Assignment: Copy out the records word for word, starting with the line that contains "The content of" and going on through the line that contains "rough mask: <svg", both included.

Data for review:
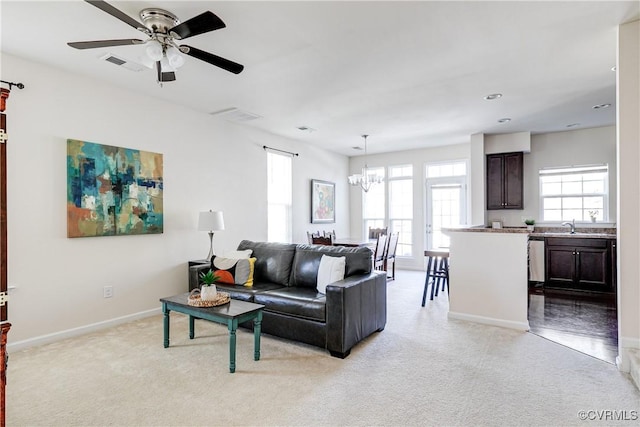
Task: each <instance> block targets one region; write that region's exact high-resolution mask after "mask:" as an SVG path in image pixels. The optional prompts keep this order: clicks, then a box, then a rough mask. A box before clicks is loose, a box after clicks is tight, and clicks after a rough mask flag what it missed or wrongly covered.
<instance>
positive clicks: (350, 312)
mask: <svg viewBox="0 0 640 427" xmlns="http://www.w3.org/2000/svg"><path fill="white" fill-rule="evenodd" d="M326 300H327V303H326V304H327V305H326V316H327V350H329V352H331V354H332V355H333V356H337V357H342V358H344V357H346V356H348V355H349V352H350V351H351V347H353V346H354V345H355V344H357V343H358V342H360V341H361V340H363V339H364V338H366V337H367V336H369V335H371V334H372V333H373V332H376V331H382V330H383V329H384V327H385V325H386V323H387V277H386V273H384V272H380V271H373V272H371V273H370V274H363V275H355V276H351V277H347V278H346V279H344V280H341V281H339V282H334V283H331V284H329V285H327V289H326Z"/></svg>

--

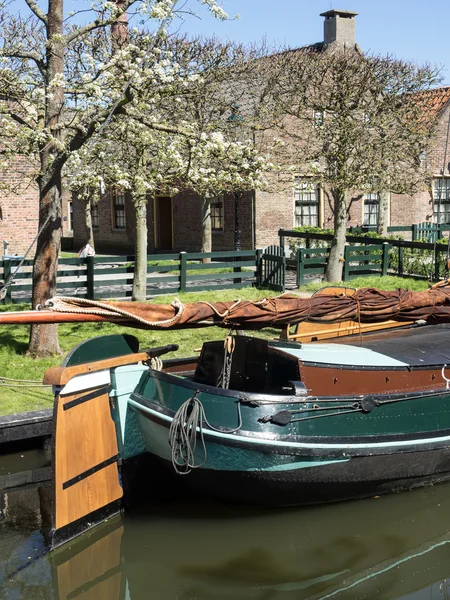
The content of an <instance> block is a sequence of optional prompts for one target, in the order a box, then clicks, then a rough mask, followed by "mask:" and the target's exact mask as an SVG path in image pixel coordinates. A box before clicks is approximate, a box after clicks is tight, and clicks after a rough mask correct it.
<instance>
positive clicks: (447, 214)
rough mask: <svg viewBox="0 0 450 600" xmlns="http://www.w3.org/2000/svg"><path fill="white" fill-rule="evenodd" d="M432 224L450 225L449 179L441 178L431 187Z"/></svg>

Task answer:
The content of an <instance> block is a sequence of optional prompts for one target, in the order a box, then clicks, then a rough mask, followed by "mask:" and the target's exact mask as an SVG path in image pixel coordinates. A box before clicks is approximate, a box after clicks is tight, and clicks after a rough mask correct it.
<instance>
positive clicks: (447, 214)
rough mask: <svg viewBox="0 0 450 600" xmlns="http://www.w3.org/2000/svg"><path fill="white" fill-rule="evenodd" d="M432 224L450 225L449 179L441 178L431 187Z"/></svg>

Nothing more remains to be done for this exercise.